• Goal A
According to the post on predicting movie quality, as of when was the MovieLens list of movies last updated?

• Text
========================

No Fate But What We Make
There is an ongoing, pernicious problem in the world: people have to wait for a movie to come out to know how good it is.
This is completely unacceptable.
Sure, we can wait for reviews to come in, or, better yet, wait for aggregates of reviews to come in on sites such as Metacritic or Rotten Tomatoes, but wouldn’t it be great to know that the upcoming superhero movie will disappoint you before you waste time getting excited for the trailers?
Movies are not black boxes (except for The Black Box (2005) and Black Box (2012)). They’re produced by people who have produced other movies, written by people who have written other movies, performed in by people who have performed in other movies, and directed by people who have directed other movies. Given that people who work in movies tend to be consistent in their quality of output (see: Michael Bay), we should be able to predict qualities of a movie with only the knowledge of how past movies have performed.
It’s easy enough to say that the new Jared Leto Joker movie will be awful. It will be. Every DC movie has been awful except for one, and Suicide Squad, the only other movie where Jared Leto played the Joker, was truly a crime against humanity. It’s easy enough to say that, but can we teach a computer to say it?
Some Fellas Collect Stamps
The first step in my capstone project to collect a large database of films was to first try and get a list of every movie I could. I figured that Wikipedia would have as many movies as I would need, and if a movie wasn’t on wikipedia, it was also unlikely to be one that provided me with any useful information in regards to Metascore. So, I used a Wikipedia Python package.
It was after this painstaking process that I found a huge list of movies on the site movielens (https://grouplens.org/datasets/movielens/latest/). However, instead of deciding to give up my life as a data scientist and moving to the woods, I noticed that this list was only updated as of August 2017, so I knew I had more movies from my scrape. Thus, I download the .csv then extracted titles and years from it.
Finally, I used a website that collects data from Metacritic, Rotten Tomatoes, IMDB, and a couple others and allows you to search through it. The API provided the following information:
- Actors
- Awards
- BoxOffice
- Country
- DVD
- Director
- Genre
- Language
- Metascore
- Plot
- Poster
- Production
- Rated
- Ratings
- Released
- Response
- Runtime
- Title
- Type
- Website
- Writer
- Year
- imdbID
- imdbRating
- imdbVotes
I didn’t take “Awards,” “DVD,” “Plot,” or “imdbVotes,” because all of those attributes are things you will never have access to before a movie comes out. I kept the rating values to use as my target variable.

========================

• Exercise data
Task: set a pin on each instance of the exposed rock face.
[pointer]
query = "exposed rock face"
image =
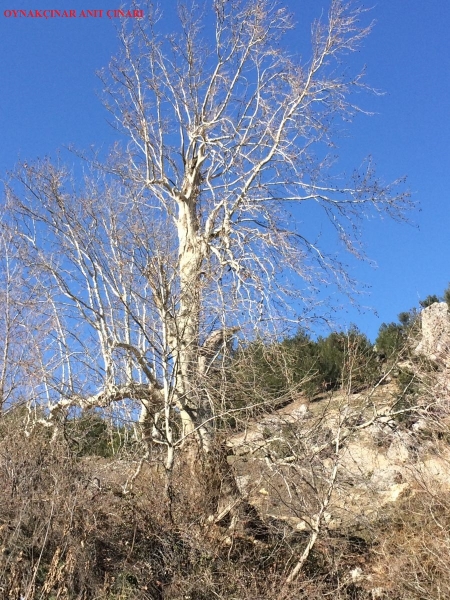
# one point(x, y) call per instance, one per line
point(435, 343)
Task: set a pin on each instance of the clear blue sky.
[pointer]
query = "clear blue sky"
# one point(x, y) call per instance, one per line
point(49, 99)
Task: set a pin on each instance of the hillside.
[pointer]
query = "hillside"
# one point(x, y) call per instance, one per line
point(345, 494)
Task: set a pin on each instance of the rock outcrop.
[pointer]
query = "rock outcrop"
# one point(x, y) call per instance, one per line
point(435, 342)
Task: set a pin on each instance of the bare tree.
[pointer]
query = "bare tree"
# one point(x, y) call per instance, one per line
point(184, 237)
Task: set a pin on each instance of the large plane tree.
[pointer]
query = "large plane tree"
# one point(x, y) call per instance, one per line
point(191, 233)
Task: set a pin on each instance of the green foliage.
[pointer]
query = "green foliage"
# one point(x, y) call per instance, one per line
point(299, 363)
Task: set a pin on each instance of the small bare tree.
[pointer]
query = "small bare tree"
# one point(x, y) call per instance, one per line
point(191, 233)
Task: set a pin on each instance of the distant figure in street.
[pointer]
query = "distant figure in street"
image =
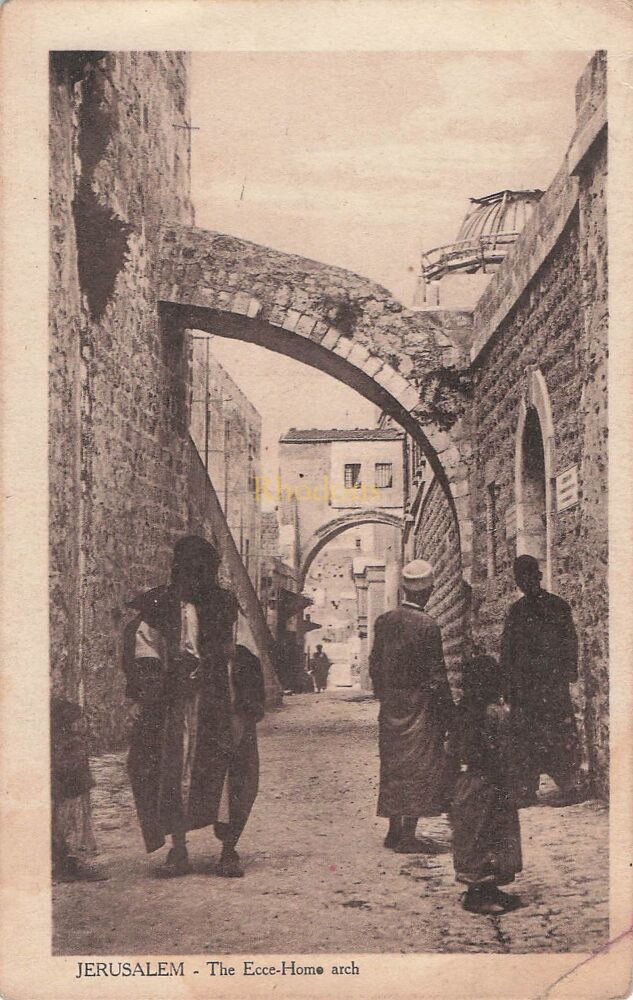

========================

• Goal B
Pull out every line of the entries above that contains the word "clear".

• Worked solution A
August 2017.

• Worked solution B
Task: set a pin on each instance of the clear blue sky.
query = "clear blue sky"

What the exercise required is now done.